Stored records:
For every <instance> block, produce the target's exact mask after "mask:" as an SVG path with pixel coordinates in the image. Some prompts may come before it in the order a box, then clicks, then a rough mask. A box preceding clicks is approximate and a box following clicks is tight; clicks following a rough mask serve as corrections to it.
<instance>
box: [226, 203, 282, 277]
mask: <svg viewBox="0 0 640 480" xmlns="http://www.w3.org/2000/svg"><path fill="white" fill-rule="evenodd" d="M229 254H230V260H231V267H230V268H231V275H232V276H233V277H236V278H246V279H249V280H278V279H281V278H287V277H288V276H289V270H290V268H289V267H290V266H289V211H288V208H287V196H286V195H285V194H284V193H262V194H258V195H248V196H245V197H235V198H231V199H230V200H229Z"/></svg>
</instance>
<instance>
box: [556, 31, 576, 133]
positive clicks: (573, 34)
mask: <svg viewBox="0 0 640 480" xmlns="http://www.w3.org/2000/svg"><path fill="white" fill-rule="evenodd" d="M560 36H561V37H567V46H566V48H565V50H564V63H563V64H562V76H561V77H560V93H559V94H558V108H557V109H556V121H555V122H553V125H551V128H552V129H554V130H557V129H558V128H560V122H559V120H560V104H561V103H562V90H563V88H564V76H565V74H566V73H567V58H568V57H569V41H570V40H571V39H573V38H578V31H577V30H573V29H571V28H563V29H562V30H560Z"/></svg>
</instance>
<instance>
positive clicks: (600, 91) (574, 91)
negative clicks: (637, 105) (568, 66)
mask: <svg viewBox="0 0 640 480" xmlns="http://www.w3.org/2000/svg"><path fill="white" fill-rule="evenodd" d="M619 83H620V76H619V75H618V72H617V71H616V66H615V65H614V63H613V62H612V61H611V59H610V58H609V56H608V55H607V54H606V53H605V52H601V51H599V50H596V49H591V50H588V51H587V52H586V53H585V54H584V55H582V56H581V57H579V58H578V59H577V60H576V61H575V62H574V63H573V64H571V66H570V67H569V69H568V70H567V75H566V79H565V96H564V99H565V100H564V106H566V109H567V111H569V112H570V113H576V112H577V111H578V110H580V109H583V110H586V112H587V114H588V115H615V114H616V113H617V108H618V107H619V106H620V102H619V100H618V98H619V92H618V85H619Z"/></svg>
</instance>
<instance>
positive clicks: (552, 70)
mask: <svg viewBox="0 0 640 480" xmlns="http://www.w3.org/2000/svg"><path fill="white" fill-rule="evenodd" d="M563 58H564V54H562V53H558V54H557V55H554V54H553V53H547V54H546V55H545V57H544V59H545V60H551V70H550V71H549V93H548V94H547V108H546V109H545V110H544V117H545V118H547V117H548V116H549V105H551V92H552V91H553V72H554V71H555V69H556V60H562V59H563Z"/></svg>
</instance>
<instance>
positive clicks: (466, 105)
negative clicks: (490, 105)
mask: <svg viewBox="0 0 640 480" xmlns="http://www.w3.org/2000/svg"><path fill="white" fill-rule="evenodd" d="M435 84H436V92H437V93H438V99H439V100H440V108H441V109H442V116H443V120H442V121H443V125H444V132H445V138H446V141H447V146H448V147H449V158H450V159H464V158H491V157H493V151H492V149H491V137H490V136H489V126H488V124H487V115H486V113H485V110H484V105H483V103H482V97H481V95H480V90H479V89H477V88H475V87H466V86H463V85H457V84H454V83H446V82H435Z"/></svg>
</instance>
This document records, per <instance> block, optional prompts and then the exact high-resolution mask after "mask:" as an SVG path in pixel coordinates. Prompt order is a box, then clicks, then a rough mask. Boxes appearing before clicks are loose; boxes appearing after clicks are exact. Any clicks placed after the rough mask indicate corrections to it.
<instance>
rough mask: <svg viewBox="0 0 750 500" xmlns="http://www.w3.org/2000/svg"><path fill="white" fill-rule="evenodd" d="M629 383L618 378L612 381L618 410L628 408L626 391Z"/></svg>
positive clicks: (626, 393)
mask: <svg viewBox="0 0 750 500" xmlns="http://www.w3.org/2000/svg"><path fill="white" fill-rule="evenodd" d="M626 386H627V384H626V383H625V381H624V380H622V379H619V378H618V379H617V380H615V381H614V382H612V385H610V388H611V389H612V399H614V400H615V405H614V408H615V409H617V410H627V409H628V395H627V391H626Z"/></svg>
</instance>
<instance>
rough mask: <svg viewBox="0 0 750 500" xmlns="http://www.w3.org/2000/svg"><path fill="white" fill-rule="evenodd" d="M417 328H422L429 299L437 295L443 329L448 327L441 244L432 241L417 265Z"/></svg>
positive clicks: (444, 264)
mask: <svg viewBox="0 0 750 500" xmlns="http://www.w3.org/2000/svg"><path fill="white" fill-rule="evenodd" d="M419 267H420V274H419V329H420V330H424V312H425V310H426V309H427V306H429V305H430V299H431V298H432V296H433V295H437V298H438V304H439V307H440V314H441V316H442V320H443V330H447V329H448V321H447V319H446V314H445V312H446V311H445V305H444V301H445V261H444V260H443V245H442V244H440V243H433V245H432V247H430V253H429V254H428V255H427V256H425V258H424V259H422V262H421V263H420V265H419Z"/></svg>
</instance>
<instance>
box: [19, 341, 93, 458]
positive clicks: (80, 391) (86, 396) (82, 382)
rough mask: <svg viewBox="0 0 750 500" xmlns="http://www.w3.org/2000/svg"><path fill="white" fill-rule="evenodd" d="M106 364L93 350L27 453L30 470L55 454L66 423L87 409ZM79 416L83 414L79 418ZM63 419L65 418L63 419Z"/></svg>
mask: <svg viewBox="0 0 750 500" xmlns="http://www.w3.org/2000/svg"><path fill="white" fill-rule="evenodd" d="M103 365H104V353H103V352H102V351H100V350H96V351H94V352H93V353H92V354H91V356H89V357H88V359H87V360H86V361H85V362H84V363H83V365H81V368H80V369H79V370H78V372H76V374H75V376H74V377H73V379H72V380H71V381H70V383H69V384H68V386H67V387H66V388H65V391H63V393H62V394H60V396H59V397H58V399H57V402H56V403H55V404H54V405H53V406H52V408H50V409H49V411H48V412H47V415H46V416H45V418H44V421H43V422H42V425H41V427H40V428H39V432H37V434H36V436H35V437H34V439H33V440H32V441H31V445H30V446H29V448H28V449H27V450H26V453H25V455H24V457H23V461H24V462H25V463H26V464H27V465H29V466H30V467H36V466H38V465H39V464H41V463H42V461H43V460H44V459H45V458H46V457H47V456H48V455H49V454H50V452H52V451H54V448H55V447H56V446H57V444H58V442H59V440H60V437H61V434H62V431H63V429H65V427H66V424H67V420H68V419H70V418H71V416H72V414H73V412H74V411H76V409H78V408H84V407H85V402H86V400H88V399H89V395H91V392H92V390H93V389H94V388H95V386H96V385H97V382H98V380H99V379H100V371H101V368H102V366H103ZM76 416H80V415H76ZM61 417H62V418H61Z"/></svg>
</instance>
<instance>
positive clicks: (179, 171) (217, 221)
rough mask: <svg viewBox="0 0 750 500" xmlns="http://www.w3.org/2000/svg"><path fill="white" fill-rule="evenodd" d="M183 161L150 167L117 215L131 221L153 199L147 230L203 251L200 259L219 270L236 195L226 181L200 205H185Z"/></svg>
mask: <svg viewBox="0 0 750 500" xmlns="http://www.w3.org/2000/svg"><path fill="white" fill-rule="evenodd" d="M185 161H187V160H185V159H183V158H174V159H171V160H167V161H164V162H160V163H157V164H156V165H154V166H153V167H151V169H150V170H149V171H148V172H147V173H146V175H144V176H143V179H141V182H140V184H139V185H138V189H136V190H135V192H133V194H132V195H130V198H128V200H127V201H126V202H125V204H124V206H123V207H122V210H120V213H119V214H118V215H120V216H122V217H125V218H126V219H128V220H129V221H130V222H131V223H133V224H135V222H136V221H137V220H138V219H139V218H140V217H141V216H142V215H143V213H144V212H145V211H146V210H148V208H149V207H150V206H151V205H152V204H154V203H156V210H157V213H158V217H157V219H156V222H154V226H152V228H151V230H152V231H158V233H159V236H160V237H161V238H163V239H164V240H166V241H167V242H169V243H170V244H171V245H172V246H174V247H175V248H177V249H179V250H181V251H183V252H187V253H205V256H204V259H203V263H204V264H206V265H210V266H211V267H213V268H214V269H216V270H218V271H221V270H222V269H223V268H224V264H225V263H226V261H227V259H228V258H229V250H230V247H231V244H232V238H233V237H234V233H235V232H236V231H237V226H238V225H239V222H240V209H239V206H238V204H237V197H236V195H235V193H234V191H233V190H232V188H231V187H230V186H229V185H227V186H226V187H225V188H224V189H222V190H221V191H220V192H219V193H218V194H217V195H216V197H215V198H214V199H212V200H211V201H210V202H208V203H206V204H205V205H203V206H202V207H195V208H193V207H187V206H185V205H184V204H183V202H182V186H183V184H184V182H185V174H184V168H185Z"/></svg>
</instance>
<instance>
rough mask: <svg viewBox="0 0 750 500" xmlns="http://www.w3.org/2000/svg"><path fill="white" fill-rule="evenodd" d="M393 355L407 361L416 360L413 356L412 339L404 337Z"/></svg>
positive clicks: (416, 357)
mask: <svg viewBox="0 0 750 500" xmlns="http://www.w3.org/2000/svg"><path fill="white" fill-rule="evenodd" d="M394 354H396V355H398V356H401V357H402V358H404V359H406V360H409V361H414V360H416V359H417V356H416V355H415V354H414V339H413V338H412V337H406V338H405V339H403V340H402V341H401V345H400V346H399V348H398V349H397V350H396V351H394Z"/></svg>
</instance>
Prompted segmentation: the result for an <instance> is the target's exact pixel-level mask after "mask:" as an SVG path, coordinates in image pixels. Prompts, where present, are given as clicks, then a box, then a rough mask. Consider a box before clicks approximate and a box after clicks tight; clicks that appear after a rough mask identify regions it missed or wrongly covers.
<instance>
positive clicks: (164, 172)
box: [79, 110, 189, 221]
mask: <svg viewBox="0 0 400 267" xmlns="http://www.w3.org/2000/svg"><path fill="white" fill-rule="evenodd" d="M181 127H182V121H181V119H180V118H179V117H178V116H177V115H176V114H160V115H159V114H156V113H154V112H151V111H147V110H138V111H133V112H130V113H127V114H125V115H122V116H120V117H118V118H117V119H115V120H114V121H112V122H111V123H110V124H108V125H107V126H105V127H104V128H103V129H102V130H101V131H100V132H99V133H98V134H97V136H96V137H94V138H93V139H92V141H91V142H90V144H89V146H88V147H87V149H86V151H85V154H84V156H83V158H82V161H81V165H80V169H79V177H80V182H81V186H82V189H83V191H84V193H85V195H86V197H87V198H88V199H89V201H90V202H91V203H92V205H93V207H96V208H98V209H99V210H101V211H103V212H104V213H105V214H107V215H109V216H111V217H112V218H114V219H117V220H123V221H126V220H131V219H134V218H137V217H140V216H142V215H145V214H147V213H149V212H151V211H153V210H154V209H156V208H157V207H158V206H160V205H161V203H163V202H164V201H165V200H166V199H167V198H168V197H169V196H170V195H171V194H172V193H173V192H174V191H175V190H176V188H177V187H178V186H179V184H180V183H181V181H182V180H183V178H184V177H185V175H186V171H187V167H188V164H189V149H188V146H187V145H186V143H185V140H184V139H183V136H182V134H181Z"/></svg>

What the task requires
All lines above from the one holding "positive clicks: (179, 171) (217, 221)" to the one holding "355L407 361L416 360L413", inclusive, are to be copied exactly; no other line is wanted.

Answer section
positive clicks: (179, 171) (217, 221)
rough mask: <svg viewBox="0 0 750 500" xmlns="http://www.w3.org/2000/svg"><path fill="white" fill-rule="evenodd" d="M183 161L150 167L117 215L131 221L153 199L147 230L203 251L200 259L219 270L236 195L226 181L200 205H185Z"/></svg>
mask: <svg viewBox="0 0 750 500" xmlns="http://www.w3.org/2000/svg"><path fill="white" fill-rule="evenodd" d="M185 161H187V160H185V159H183V158H174V159H171V160H167V161H164V162H160V163H157V164H156V165H154V166H153V167H151V169H150V170H149V171H148V172H147V173H146V175H144V176H143V179H141V182H140V184H139V185H138V189H136V190H135V192H133V194H132V195H130V198H128V200H127V201H126V202H125V204H124V206H123V207H122V210H120V213H119V214H118V215H120V216H122V217H125V218H126V219H128V220H129V221H130V222H131V223H133V224H135V222H136V221H137V220H138V219H139V218H140V217H141V216H142V215H143V213H144V212H145V211H146V210H148V208H149V207H150V206H151V205H152V204H154V203H156V210H157V213H158V217H157V219H156V222H154V226H152V228H151V230H152V231H158V233H159V236H160V237H161V238H163V239H164V240H166V241H167V242H169V243H170V244H171V245H172V246H174V247H175V248H177V249H179V250H181V251H183V252H187V253H205V256H204V259H203V263H204V264H206V265H210V266H211V267H213V268H214V269H216V270H218V271H221V270H222V269H223V268H224V264H225V263H226V261H227V259H228V258H229V250H230V247H231V244H232V238H233V237H234V233H235V232H236V231H237V226H238V225H239V222H240V209H239V206H238V204H237V197H236V195H235V193H234V191H233V190H232V188H231V187H230V186H229V185H227V186H226V187H225V188H224V189H222V190H221V191H220V192H219V193H218V194H217V195H216V197H215V198H214V199H212V200H211V201H210V202H208V203H206V204H205V205H203V206H202V207H195V208H193V207H187V206H185V205H184V204H183V202H182V186H183V184H184V182H185V174H184V168H185Z"/></svg>
</instance>
<instance>
rough mask: <svg viewBox="0 0 750 500" xmlns="http://www.w3.org/2000/svg"><path fill="white" fill-rule="evenodd" d="M393 355L407 361L416 360L413 356L412 339L404 337Z"/></svg>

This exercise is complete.